Discurso de contestación a Don Luis Rocha en el acto de su ingreso como Miembro de Número de la Academia Nicaragüense de la Lengua, dado en Managua el día 15 de noviembre pasado.


Quien primero me habló de Luis Rocha fue nuestro poeta bucólico Octavio Robleto, eterno estudiante de derecho en la Universidad de León. Corría el año de 1960 y Fernando Gordillo y yo habíamos publicado ya los primeros números de la revista Ventana, y cuando conocí a Luis en uno de mis viajes de fin de semana a Managua, empezamos a ser amigos de quedarme a dormir en casa de su padre, Octavio Rocha, en las vecindades de la vieja Nunciatura, un lugar para entonces bastante extramuros en aquella capital provinciana.

Octavio Rocha, uno de los fundadores y partícipes del grupo de Vanguardia en Granada, tal como Luis lo ha recordado en su discurso, veía ahora la poesía, y los desplantes de su adolescencia literaria, con silencioso desdén, y se había convertido en hombre de negocios establecido esquina opuesta a la Casa Liliam, dedicado a la distribución de películas de las que se exhibían en los cines de Nicaragua, y al comercio de todo lo que tenía que ver con aquello, proyectores, equipos de sonido, carbones voltaicos, carretes, devanadoras, y demás.

Yo le tenía tanto miedo como el que le tenía Luis, por su severidad siempre a punto del regaño, y lo eludía, hasta que una mañana en que él se preparaba para irse a su trabajo, mientras nosotros no dejábamos la cama, lo oí dar a la cocinera unas órdenes perentorias, en su mismo tono terminante de siempre, mientras le entregaba seguramente unos billetes: “tome, compre un lomo de dentro y todo lo demás que se necesite y me les hace a estos muchachos un buen almuerzo”.

→ **Qué hacer**
(A) Transcribe el fragmento comenzando en "Discurso de contestación" y terminando en "aquella capital provinciana.".
(B) Según el fragmento, ¿a qué se dedicaba Octavio Rocha como hombre de negocios?
Apóyate solo en el fragmento.

→ **Registros proporcionados**
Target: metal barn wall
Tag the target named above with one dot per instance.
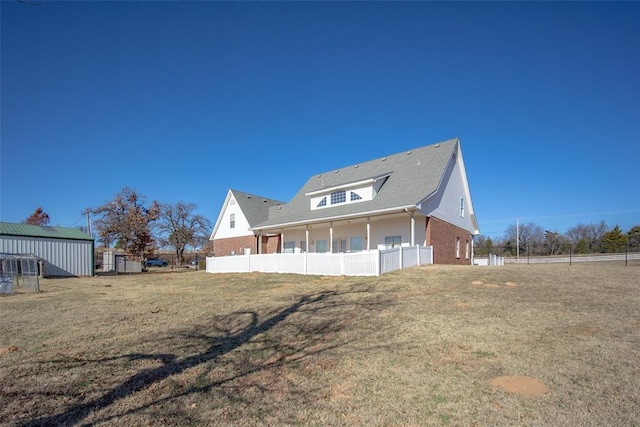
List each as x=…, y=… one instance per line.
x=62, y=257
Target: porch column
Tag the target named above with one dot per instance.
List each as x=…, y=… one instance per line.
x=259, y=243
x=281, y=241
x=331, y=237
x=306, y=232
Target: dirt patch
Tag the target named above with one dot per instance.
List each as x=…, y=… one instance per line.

==

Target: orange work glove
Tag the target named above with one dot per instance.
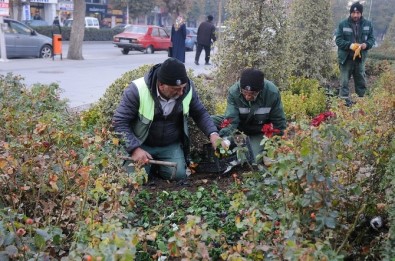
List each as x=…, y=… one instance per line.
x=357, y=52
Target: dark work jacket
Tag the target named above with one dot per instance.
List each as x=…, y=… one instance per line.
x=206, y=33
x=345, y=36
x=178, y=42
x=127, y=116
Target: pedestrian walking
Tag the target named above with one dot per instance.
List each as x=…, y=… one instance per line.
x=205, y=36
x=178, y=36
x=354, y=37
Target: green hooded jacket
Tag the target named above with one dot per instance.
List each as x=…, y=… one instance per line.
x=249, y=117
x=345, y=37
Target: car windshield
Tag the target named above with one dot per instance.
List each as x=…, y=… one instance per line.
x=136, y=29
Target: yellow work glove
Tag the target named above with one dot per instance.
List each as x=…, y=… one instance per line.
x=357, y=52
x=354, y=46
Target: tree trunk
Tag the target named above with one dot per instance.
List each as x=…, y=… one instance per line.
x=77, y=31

→ **Tareas resueltas**
(A)
Discurso de contestación a Don Luis Rocha en el acto de su ingreso como Miembro de Número de la Academia Nicaragüense de la Lengua, dado en Managua el día 15 de noviembre pasado.


Quien primero me habló de Luis Rocha fue nuestro poeta bucólico Octavio Robleto, eterno estudiante de derecho en la Universidad de León. Corría el año de 1960 y Fernando Gordillo y yo habíamos publicado ya los primeros números de la revista Ventana, y cuando conocí a Luis en uno de mis viajes de fin de semana a Managua, empezamos a ser amigos de quedarme a dormir en casa de su padre, Octavio Rocha, en las vecindades de la vieja Nunciatura, un lugar para entonces bastante extramuros en aquella capital provinciana.

(B) A la distribución de películas que se exhibían en los cines de Nicaragua y al comercio de lo relacionado con ello, como proyectores, equipos de sonido, carbones voltaicos, carretes y devanadoras.